§ THE REQUEST:
Add 101 to every coordinate in the answers of the items running from the start through the line with "[(105, 47), (172, 50), (305, 57)]", and write all of those lines out again, requests included.

Extracted records
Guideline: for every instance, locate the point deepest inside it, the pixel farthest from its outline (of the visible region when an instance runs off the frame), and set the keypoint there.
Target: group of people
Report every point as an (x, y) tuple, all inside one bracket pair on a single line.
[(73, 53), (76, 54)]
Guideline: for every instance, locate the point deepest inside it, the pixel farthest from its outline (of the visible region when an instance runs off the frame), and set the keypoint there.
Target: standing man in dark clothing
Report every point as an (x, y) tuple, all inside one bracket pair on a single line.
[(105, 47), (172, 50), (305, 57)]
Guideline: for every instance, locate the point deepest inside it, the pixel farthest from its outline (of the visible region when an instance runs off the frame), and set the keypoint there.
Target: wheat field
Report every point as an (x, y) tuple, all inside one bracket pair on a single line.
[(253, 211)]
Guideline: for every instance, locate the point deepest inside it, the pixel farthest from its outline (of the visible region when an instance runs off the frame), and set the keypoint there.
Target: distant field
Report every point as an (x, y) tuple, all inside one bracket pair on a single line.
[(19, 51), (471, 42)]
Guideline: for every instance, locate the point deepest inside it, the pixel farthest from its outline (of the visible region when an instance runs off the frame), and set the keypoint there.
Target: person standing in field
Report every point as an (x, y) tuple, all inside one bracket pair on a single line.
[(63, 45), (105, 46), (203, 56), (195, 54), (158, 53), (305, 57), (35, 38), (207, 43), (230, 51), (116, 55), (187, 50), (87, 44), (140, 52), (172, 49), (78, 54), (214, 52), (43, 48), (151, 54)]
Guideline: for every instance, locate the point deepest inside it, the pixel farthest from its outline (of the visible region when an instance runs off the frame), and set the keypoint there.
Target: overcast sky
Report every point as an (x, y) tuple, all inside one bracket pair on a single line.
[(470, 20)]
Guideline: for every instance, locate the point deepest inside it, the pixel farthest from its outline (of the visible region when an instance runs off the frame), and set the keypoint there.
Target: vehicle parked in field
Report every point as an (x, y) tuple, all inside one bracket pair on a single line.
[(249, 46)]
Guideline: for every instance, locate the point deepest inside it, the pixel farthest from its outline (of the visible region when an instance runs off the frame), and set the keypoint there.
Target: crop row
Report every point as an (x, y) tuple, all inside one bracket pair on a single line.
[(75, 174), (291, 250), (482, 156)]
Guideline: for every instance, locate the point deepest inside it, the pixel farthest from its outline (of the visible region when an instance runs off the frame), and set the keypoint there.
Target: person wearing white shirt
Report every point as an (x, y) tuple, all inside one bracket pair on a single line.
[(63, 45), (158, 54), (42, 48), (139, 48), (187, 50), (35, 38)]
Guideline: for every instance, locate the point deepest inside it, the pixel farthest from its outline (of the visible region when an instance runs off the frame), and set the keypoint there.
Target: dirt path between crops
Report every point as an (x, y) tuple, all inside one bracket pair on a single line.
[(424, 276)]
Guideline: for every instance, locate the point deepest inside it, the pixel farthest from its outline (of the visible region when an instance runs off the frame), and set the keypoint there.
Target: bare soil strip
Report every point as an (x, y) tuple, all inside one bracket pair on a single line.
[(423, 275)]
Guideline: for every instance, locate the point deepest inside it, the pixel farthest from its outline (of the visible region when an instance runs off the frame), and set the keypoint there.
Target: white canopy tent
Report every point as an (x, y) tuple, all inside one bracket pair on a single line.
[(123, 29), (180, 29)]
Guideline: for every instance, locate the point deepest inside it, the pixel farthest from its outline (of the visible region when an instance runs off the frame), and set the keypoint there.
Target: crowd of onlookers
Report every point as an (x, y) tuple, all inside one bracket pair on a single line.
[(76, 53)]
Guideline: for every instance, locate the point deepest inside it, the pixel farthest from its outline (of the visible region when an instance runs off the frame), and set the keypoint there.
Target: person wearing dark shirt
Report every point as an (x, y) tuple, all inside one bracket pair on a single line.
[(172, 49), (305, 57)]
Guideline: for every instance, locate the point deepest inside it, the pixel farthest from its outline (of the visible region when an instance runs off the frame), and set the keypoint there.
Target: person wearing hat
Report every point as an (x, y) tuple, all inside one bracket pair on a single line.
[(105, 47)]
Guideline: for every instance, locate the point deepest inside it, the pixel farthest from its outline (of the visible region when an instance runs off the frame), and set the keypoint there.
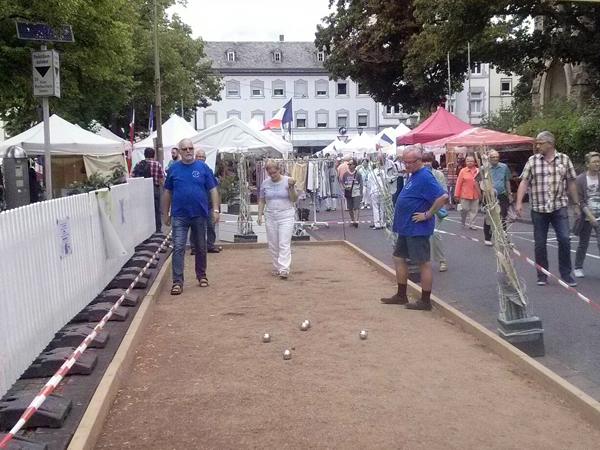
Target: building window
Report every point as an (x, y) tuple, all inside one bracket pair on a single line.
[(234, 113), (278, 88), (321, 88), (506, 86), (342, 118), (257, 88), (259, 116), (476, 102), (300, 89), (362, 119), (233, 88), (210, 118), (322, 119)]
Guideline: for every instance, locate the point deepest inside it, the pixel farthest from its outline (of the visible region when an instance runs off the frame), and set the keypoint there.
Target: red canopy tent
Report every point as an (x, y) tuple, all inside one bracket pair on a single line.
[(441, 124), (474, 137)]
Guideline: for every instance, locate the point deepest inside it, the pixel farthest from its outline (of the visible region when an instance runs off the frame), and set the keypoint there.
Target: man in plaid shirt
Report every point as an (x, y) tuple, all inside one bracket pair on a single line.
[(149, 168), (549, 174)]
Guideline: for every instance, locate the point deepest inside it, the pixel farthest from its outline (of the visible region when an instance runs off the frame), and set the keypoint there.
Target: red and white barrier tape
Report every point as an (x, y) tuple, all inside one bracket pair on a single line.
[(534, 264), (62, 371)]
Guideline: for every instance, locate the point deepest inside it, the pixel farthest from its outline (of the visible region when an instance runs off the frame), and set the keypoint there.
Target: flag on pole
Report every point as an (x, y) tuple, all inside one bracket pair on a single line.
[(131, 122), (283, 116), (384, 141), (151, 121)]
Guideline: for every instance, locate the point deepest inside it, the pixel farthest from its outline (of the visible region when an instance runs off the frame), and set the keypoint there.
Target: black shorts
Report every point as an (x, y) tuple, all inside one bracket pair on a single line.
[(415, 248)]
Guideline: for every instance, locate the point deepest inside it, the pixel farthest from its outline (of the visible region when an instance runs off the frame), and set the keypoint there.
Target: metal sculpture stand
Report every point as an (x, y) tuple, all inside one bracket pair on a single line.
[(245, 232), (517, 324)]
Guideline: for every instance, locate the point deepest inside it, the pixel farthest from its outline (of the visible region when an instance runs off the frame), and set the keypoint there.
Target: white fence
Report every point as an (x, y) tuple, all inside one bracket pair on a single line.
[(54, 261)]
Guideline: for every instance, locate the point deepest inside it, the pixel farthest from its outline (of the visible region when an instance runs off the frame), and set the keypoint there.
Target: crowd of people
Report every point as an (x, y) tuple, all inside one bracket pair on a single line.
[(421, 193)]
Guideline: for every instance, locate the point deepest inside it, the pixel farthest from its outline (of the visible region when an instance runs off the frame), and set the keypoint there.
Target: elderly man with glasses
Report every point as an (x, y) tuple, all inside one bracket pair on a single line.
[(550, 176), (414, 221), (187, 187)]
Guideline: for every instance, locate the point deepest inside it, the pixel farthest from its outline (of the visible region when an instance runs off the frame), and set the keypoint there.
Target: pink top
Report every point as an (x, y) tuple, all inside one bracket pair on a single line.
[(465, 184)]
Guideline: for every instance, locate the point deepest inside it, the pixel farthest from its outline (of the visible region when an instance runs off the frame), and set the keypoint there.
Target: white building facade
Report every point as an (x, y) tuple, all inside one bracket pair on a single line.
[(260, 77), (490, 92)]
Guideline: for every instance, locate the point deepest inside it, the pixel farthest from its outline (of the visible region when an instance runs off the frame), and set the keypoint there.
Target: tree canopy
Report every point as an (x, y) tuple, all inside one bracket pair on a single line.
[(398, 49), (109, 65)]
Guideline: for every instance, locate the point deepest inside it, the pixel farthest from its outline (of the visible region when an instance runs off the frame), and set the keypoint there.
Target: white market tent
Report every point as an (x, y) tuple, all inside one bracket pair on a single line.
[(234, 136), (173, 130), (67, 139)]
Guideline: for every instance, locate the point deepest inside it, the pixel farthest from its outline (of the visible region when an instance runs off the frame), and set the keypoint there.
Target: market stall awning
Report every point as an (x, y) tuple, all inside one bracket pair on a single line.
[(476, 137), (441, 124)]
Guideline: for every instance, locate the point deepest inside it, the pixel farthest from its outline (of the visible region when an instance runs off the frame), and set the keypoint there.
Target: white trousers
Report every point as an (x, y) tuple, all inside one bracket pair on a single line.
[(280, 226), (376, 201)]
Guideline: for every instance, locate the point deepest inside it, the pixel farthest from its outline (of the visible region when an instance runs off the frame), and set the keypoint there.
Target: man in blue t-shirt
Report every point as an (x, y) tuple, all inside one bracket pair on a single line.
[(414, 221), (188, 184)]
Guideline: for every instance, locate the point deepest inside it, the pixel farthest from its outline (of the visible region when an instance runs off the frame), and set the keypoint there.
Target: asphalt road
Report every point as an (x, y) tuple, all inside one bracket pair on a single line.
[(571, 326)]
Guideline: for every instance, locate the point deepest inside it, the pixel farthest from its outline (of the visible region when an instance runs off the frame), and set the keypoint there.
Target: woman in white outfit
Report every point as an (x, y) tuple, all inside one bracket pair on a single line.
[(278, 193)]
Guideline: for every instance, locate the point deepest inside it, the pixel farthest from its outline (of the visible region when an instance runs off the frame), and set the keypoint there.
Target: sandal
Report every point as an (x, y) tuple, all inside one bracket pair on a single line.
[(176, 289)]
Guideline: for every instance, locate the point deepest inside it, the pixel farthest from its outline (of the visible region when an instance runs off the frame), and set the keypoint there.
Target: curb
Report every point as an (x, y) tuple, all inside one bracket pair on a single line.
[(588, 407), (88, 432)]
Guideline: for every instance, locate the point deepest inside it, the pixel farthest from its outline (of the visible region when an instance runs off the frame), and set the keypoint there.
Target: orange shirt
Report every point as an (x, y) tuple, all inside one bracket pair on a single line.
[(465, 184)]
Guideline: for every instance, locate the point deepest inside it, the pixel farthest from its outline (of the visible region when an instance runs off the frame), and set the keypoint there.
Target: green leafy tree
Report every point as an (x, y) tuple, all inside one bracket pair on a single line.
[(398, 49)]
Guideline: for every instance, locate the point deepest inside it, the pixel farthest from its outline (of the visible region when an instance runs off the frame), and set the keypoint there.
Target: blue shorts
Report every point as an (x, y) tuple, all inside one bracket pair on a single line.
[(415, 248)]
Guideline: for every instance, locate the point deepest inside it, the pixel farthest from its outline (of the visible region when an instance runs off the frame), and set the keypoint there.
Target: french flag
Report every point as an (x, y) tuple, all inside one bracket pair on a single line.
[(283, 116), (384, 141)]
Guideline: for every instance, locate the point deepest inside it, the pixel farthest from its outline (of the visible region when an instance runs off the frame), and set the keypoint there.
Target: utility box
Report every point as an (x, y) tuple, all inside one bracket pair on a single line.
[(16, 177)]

§ RESULT OF THIS TASK:
Guideline: for every instance, locate the point deepest inside it, the pixel farthest from its outline (of the visible region when an instance runs off the frame), and set the keypoint there.
Target: group of people
Report every point as an (x, y) tuple, all inside one bracket pair on a single line.
[(174, 154), (177, 155)]
Guideline: for every instance, locate the point deepest inside it, the pixel farthest from its outline (of the visible region when an instance runs off the frame), and set the keypoint there.
Target: standing man in dark clothing
Report every point as an (x, y) tuple, all inside one bracket pair on a single line.
[(206, 148), (273, 151), (406, 158)]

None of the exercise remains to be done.